____ Record set
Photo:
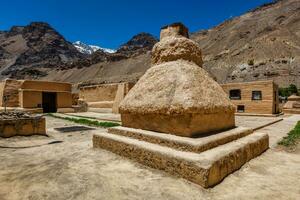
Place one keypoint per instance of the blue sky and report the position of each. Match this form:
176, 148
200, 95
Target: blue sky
109, 23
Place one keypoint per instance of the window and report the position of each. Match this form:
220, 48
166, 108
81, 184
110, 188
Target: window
240, 108
256, 95
235, 94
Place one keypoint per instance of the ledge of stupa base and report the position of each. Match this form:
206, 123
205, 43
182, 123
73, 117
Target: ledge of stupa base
206, 168
187, 125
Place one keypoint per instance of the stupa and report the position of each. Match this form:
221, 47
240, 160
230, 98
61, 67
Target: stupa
178, 119
176, 95
292, 106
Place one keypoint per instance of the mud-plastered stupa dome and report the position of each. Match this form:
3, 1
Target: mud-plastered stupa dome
176, 95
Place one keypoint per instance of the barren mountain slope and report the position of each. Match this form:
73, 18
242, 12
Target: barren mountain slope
30, 51
262, 44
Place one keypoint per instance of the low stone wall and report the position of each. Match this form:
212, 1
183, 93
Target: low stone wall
105, 95
22, 127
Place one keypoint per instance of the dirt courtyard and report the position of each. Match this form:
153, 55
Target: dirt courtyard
65, 166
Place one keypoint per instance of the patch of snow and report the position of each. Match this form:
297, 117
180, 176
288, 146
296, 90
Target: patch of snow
89, 49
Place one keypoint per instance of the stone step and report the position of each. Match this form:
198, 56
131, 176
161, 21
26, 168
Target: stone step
199, 144
206, 169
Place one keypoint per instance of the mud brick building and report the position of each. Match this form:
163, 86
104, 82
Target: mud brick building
259, 97
35, 96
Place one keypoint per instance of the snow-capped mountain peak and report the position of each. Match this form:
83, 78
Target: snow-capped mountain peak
89, 49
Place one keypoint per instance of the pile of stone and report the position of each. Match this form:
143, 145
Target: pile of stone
178, 119
14, 115
292, 106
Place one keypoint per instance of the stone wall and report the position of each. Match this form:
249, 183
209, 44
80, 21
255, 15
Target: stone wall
95, 93
10, 89
46, 86
105, 95
269, 104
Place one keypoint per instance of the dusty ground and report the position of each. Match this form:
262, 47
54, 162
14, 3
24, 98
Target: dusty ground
72, 169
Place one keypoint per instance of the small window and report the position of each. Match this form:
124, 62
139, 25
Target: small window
240, 108
235, 94
256, 95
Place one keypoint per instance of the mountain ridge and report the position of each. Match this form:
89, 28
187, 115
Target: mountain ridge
262, 44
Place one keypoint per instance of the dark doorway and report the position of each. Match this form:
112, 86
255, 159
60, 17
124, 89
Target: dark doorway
240, 108
49, 102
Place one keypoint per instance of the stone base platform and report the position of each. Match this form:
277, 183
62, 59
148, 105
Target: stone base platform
205, 160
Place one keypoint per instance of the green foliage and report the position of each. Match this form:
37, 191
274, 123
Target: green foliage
86, 121
292, 137
251, 62
288, 91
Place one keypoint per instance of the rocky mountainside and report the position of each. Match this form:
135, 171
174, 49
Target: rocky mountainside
261, 44
89, 49
30, 51
138, 44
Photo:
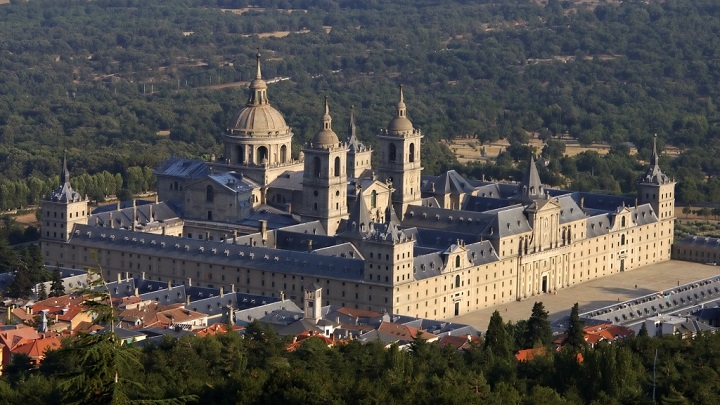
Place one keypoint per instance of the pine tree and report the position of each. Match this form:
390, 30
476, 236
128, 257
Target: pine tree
57, 288
574, 336
42, 292
21, 286
538, 327
497, 339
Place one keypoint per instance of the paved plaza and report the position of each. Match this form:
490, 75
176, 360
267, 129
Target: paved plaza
598, 293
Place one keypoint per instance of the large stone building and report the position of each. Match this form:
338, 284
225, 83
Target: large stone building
263, 222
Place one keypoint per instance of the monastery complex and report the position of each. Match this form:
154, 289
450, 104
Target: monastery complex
326, 228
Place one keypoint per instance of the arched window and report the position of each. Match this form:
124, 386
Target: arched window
262, 154
316, 166
240, 154
209, 194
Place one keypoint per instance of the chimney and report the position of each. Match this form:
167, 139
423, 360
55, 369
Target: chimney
263, 229
134, 219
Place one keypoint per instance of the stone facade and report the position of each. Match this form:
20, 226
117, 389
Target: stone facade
424, 246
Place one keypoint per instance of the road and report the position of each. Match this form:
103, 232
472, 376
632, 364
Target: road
598, 293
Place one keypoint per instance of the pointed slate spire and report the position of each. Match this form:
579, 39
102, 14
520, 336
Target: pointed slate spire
353, 128
327, 119
531, 187
65, 173
258, 87
258, 74
654, 157
653, 174
401, 109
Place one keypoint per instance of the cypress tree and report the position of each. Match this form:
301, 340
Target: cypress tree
574, 336
538, 327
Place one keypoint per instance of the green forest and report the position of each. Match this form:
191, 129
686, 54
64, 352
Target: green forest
108, 80
256, 368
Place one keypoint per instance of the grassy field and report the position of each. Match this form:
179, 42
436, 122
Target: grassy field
467, 150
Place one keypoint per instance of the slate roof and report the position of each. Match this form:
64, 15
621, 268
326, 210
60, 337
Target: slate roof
481, 204
288, 180
211, 252
432, 264
146, 214
449, 182
183, 168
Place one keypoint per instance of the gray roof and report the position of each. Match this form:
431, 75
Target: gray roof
481, 204
211, 252
288, 180
183, 168
233, 182
432, 264
146, 215
285, 312
449, 182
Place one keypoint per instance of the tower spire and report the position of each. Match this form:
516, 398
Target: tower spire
401, 110
65, 174
327, 120
352, 123
258, 75
258, 87
654, 156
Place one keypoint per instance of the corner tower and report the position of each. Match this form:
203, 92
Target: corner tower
657, 189
61, 210
359, 155
325, 177
400, 163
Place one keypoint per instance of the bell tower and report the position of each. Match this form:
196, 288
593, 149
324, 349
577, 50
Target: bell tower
400, 163
325, 177
657, 189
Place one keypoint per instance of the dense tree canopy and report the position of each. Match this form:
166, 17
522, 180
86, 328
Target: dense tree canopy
128, 83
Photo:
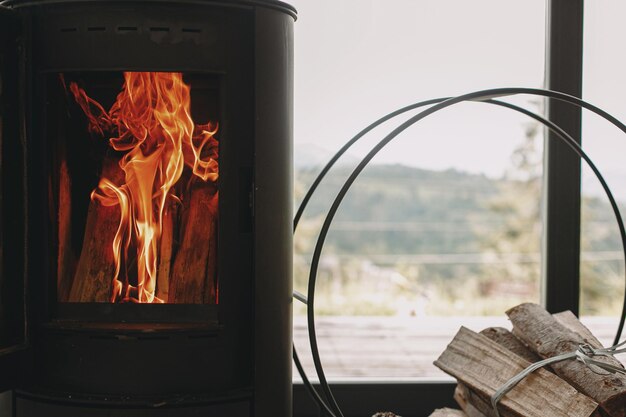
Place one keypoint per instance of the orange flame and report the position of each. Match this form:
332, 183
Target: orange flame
152, 123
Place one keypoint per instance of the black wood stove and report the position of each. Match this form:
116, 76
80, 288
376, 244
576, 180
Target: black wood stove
145, 200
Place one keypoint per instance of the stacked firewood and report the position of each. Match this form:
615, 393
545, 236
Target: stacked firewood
483, 362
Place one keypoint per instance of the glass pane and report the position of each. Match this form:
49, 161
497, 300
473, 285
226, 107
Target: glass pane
443, 228
133, 166
602, 259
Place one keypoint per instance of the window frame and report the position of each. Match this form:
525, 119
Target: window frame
560, 241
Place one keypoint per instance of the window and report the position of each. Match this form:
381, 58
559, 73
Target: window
602, 259
446, 211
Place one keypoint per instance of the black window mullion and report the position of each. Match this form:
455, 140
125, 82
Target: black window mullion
562, 172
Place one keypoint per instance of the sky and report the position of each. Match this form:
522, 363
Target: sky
356, 60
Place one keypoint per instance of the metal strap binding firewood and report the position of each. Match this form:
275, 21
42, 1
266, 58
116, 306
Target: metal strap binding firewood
484, 366
193, 275
448, 412
549, 339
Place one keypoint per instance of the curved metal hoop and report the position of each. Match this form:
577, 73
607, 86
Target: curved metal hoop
439, 104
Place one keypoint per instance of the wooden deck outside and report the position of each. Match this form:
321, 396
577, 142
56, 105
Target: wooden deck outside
397, 347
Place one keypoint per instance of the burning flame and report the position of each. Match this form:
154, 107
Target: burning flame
151, 122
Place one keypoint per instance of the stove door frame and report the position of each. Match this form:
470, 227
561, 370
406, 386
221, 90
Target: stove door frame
15, 352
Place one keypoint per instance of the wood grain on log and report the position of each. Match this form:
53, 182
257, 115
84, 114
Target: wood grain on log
448, 412
484, 366
507, 340
569, 320
66, 259
96, 265
192, 280
166, 247
548, 338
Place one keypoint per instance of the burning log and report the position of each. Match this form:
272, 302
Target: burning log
96, 266
166, 245
66, 259
484, 366
549, 338
193, 276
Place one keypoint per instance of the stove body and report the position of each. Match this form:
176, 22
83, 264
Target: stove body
229, 355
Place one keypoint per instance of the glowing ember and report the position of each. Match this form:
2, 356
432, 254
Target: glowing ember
151, 122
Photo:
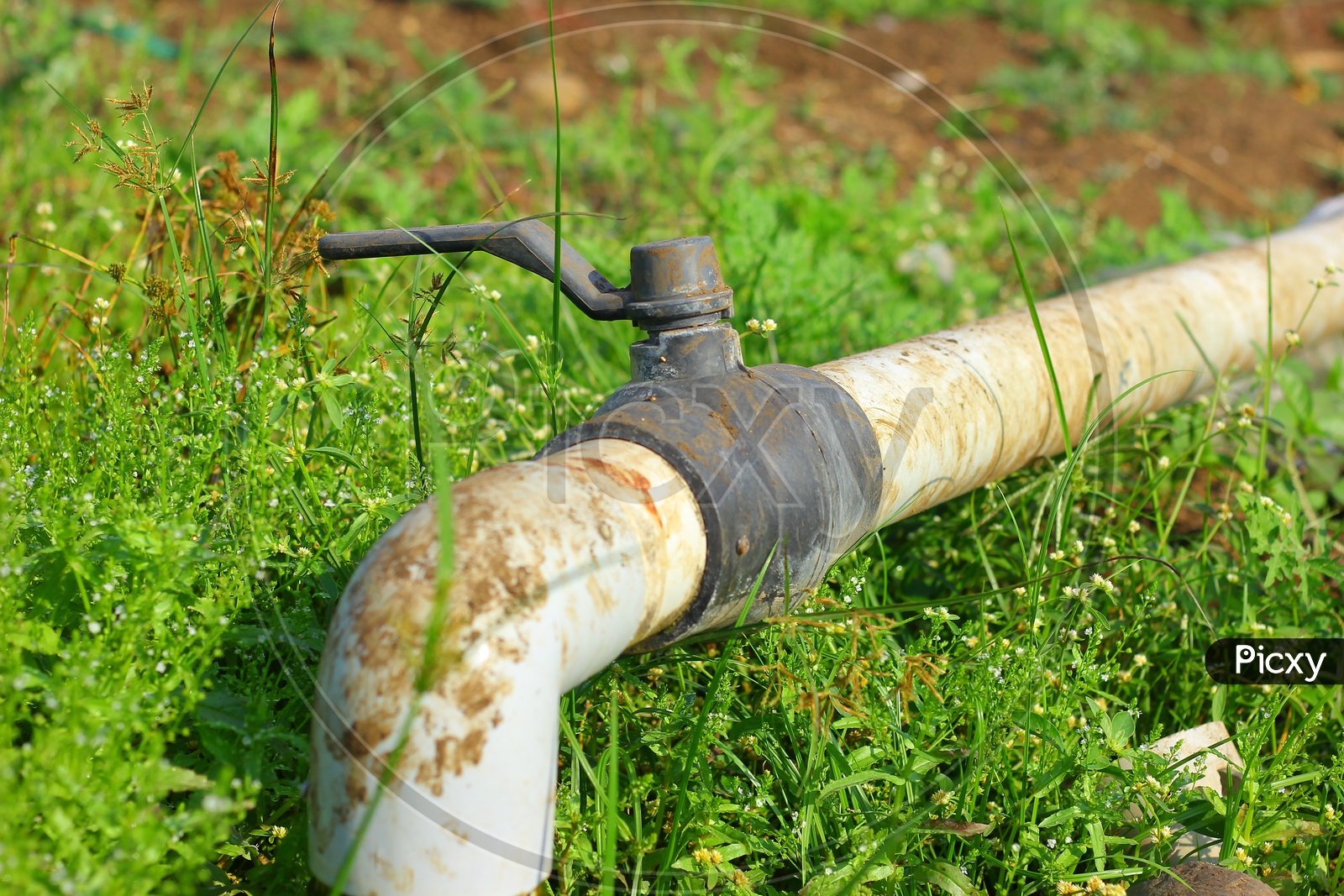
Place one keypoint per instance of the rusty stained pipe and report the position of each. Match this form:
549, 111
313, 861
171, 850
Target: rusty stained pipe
967, 406
561, 563
564, 562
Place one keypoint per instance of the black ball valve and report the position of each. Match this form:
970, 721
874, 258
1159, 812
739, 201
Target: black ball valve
783, 463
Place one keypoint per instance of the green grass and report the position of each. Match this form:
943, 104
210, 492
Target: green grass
187, 483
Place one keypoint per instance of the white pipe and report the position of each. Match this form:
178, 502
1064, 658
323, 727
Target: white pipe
561, 563
967, 406
564, 562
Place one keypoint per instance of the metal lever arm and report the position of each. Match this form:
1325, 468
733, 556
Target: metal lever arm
528, 244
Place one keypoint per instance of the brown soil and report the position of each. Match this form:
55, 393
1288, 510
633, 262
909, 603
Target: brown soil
1236, 147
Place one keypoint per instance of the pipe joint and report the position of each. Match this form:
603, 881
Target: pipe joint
783, 464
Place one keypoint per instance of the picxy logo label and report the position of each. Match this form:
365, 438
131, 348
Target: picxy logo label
1277, 661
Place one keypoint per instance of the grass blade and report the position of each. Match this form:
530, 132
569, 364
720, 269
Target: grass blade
1041, 335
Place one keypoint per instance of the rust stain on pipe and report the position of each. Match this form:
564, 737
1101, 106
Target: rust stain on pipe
969, 405
559, 564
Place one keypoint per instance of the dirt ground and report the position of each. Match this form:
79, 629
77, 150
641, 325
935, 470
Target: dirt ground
1236, 147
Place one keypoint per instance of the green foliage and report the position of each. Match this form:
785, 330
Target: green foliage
194, 457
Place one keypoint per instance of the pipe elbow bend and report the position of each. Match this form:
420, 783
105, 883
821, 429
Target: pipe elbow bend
559, 564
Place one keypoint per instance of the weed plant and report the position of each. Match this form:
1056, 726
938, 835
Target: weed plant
202, 432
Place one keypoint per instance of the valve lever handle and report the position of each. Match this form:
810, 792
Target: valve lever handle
675, 284
528, 244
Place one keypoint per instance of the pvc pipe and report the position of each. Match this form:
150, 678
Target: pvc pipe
971, 405
559, 564
562, 563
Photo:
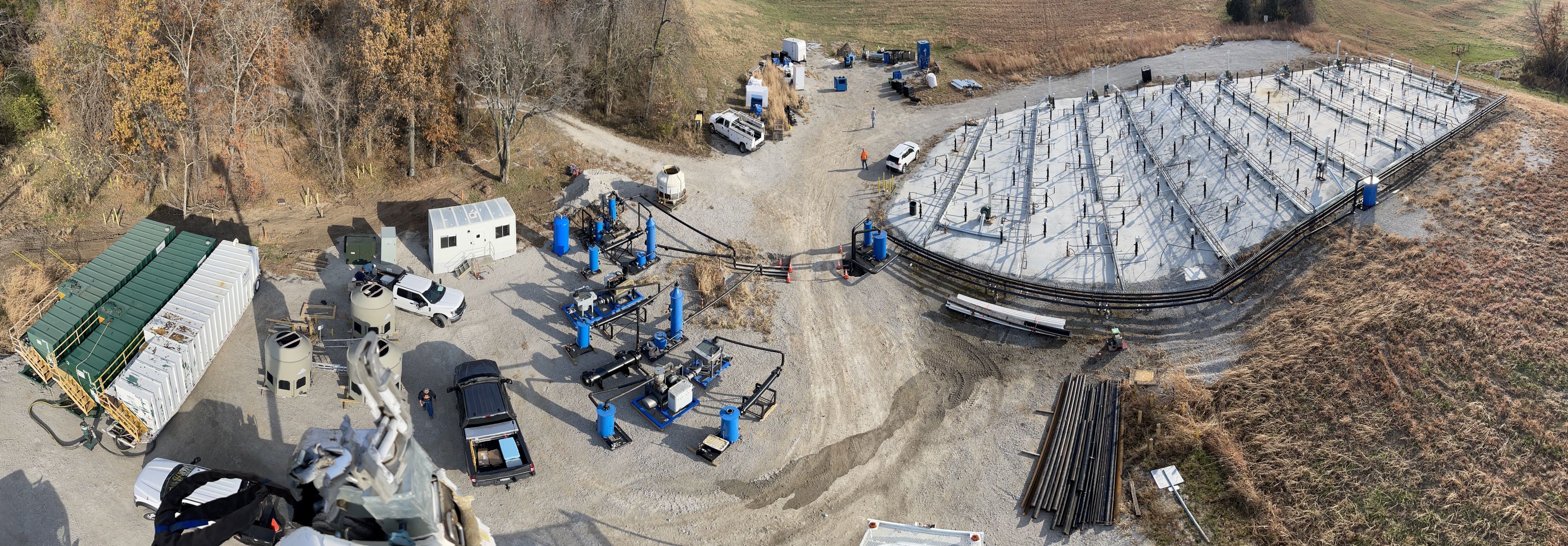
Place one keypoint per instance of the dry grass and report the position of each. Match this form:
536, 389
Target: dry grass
748, 306
23, 289
1405, 393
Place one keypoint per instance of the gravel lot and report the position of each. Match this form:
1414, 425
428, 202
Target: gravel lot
890, 409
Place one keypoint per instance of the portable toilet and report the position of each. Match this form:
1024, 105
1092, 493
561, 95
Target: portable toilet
796, 49
391, 358
287, 365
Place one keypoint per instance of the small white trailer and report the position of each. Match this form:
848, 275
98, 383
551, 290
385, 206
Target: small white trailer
739, 127
184, 336
473, 234
1009, 316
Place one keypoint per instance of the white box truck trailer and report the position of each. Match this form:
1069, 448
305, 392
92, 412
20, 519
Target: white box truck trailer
186, 335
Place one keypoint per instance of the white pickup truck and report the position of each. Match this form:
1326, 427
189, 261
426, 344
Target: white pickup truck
423, 297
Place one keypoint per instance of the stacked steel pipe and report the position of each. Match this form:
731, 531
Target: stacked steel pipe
1078, 473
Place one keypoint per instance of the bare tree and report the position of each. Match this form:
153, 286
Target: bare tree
324, 93
248, 43
516, 70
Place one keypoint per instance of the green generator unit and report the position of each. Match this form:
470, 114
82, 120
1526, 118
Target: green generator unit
117, 339
80, 296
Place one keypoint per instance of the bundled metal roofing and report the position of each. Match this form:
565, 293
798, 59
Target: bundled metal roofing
474, 212
79, 297
103, 353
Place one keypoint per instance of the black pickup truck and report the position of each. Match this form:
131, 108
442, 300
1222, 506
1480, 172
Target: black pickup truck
498, 456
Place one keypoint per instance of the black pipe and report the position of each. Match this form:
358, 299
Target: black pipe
618, 365
722, 297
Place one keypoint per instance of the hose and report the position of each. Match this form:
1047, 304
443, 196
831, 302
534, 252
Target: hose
62, 405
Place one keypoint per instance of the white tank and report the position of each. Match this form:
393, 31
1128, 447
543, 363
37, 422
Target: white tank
671, 184
287, 365
371, 310
391, 358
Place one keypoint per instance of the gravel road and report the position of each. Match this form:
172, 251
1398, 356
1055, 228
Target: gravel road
890, 409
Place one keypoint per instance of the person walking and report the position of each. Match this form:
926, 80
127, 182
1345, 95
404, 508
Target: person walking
427, 400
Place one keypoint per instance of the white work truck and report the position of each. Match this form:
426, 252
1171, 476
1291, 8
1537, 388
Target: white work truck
739, 127
423, 297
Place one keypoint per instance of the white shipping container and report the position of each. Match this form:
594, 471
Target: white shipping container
187, 333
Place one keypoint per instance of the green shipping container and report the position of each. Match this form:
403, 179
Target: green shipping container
79, 297
104, 353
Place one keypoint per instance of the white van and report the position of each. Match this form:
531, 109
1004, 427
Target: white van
739, 127
904, 156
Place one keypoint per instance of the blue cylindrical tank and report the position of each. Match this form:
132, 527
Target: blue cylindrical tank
730, 424
563, 239
606, 419
676, 313
651, 253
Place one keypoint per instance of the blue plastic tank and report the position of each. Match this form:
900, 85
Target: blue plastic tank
563, 239
730, 424
676, 311
606, 419
651, 253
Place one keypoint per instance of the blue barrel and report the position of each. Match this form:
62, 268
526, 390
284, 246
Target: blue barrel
676, 313
730, 424
606, 419
651, 253
563, 239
________
**Work to be completed**
The line containing "Place one keypoint per instance of the white work" and every line after it, through the end of the records, should be repeated exactly and alone.

**Your solution**
Place one keypoint per instance of the white work truck and report the position of each. Match this form:
426, 252
1171, 476
1291, 8
1537, 388
Target: white work truck
739, 127
423, 297
Place one keypoint per instance of the white shipping container and report the position of each. Match this form:
594, 471
Target: white shipping container
187, 333
Place one keypoint per instance of the green shipping container and report the position of each. Match this form:
403, 179
Target: green shipping container
79, 297
104, 353
Place one keypoint per instance of the white van and report the position of each. Match this form:
531, 109
1004, 427
Target: white van
739, 127
904, 156
Place one keypoint per instance of the blue cylindrical tank and report the position of each. Match this form:
132, 527
Target: blue cylindrical tank
730, 424
563, 239
606, 419
676, 313
651, 253
Place one keypoint per instance of the blue plastic tank and report the position of each. Match this form:
900, 85
Target: blue plastic tank
563, 239
730, 424
676, 311
606, 419
651, 253
Place one keypoint per instance of the blue barrel and report the position of each. Match this form:
62, 268
526, 390
284, 246
Target: blue barrel
676, 313
730, 424
606, 419
651, 253
563, 239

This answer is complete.